[Work request] In the entries below, the lines from the one with "340, row 160." through the one with "133, row 42." are to be copied exactly; both ends count.

Referring expression pointing data
====================

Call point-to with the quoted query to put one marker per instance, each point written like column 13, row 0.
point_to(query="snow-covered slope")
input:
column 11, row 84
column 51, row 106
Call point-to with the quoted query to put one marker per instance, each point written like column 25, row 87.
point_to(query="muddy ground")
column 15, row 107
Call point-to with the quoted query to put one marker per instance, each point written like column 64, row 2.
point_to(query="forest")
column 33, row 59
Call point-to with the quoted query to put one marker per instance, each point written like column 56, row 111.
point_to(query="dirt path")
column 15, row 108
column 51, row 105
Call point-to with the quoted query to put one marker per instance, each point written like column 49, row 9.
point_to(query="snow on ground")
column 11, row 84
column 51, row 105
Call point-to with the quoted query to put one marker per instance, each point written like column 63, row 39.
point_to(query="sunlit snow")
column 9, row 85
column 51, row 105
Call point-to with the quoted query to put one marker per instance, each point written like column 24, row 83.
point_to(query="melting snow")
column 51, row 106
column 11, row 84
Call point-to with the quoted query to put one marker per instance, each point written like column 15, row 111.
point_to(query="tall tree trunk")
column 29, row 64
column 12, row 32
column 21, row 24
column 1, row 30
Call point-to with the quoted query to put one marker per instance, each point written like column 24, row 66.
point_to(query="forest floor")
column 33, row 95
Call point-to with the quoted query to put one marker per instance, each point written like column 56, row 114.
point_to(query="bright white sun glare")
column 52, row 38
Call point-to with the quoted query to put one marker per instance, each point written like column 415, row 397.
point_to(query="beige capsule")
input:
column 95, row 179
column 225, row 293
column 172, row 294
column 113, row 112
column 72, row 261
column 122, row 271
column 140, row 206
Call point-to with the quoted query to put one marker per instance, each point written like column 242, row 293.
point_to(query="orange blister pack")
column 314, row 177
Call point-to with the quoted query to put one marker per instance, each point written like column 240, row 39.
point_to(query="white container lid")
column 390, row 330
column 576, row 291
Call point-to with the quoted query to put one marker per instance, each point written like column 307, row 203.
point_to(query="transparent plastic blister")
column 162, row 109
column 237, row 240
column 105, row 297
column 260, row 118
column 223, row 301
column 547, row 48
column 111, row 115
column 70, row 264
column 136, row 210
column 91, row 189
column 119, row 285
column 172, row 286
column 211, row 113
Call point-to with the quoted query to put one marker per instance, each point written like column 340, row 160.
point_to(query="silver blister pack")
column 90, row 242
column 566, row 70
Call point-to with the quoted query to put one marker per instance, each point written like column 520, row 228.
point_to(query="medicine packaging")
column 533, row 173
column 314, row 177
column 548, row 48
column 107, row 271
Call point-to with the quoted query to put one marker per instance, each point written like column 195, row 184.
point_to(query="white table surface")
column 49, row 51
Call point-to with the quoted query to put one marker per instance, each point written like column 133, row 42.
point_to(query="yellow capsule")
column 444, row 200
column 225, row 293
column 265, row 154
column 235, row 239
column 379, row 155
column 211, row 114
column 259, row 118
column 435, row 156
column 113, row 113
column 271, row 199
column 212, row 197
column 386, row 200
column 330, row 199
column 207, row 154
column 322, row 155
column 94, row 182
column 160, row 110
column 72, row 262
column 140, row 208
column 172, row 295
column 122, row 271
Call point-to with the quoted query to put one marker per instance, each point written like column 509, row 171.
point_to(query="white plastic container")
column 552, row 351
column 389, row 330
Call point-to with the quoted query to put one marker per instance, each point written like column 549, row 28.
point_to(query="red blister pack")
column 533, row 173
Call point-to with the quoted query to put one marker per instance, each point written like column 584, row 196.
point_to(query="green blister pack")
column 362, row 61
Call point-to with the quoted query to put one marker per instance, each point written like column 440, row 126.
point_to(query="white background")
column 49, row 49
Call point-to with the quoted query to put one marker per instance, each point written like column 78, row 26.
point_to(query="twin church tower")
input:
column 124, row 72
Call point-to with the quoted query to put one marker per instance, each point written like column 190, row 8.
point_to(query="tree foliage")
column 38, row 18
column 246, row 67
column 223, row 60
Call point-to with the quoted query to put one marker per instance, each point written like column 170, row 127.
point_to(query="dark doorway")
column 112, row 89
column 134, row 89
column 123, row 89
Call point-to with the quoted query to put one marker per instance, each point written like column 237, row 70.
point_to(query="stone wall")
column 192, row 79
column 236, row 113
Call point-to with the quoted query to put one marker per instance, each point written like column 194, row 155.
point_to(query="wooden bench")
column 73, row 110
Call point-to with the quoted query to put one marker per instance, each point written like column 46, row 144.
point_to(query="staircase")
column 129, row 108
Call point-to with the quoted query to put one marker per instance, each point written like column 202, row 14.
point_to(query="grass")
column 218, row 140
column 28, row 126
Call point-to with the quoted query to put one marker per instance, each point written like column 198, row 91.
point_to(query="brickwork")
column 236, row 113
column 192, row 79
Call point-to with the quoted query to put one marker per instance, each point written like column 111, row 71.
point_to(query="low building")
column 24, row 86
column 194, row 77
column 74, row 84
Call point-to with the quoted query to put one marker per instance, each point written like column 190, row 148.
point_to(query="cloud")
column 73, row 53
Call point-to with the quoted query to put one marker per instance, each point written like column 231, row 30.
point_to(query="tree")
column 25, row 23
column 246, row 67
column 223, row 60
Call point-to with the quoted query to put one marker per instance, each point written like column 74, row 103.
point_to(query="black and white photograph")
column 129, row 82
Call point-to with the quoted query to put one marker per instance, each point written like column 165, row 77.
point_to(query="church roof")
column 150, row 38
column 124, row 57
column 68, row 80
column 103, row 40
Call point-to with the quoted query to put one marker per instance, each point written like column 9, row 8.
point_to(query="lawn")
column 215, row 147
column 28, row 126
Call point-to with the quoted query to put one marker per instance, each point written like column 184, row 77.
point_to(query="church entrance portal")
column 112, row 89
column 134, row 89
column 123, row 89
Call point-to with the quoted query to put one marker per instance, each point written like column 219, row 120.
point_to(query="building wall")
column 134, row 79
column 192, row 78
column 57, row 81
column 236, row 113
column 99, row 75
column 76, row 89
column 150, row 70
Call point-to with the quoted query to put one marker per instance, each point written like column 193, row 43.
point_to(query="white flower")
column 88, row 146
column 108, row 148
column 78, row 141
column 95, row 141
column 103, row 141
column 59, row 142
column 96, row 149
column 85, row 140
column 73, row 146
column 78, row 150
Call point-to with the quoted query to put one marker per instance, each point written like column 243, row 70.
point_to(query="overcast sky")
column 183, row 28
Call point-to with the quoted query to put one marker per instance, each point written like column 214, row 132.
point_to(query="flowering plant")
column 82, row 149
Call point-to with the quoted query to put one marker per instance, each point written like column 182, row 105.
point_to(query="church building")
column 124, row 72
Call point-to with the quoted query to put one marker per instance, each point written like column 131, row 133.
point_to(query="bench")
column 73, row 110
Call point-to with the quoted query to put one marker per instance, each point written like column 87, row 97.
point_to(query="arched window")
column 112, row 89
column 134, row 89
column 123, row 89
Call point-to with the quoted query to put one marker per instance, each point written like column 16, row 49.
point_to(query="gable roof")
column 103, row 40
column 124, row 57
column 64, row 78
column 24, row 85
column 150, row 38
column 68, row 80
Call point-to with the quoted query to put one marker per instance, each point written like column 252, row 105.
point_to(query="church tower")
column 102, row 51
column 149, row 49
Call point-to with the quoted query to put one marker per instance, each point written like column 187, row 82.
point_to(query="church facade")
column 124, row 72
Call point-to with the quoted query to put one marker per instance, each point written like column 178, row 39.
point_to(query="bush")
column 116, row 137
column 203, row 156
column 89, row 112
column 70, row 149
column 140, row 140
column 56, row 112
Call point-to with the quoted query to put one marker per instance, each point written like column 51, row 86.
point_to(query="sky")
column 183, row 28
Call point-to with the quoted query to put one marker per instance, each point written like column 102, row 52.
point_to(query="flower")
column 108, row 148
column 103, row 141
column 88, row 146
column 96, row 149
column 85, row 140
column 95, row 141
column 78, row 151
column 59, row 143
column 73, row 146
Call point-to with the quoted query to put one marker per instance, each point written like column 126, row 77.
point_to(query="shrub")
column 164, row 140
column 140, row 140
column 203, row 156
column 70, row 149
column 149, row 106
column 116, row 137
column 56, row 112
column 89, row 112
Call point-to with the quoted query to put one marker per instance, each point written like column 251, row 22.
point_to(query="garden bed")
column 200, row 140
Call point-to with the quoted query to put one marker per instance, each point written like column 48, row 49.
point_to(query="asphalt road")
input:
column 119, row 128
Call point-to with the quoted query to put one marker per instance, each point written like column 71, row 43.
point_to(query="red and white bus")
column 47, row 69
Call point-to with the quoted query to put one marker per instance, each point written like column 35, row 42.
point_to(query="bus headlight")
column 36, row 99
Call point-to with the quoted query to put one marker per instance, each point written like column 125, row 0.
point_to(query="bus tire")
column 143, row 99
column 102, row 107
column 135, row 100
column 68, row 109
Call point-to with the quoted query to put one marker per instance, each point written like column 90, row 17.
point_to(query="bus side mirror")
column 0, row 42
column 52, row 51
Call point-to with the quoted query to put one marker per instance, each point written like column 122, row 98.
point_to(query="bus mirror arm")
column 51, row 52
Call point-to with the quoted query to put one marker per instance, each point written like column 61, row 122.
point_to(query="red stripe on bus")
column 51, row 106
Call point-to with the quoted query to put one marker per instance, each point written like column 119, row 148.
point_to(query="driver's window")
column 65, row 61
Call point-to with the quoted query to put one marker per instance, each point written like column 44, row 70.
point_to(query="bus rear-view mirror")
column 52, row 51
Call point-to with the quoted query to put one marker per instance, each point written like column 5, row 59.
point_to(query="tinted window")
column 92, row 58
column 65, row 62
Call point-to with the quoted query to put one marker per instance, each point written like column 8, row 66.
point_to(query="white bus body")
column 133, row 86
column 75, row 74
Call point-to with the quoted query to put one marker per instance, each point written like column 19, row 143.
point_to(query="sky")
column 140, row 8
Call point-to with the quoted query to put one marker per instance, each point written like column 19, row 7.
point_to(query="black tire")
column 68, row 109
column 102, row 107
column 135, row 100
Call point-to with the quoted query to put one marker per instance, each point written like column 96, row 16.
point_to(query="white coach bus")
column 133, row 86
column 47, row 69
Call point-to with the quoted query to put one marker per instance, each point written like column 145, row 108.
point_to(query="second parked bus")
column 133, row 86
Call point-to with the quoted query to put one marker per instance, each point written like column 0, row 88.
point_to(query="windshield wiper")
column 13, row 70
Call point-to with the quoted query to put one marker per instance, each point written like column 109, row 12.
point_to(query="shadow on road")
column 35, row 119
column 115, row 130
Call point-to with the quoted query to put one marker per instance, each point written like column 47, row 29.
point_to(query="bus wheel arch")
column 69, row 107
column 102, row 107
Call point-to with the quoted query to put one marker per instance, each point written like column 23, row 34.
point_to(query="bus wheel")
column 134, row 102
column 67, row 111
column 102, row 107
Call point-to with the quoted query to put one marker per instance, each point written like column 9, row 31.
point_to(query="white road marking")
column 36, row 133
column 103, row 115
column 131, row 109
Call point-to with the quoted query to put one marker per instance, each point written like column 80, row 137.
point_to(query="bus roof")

====================

[Completed task]
Call point-to with the quoted query to put one marker per instance, each point written like column 340, row 160.
point_to(query="silver blister pack")
column 90, row 242
column 566, row 70
Call point-to with the quoted query to put one marker per instance, each point written like column 520, row 228.
point_to(query="medicine packaging")
column 533, row 173
column 314, row 177
column 548, row 48
column 107, row 271
Call point-to with the quoted query to put one marker per instance, each point written like column 195, row 184.
point_to(query="white table surface")
column 49, row 51
Call point-to with the quoted query to put one marker per instance, each point written like column 133, row 42.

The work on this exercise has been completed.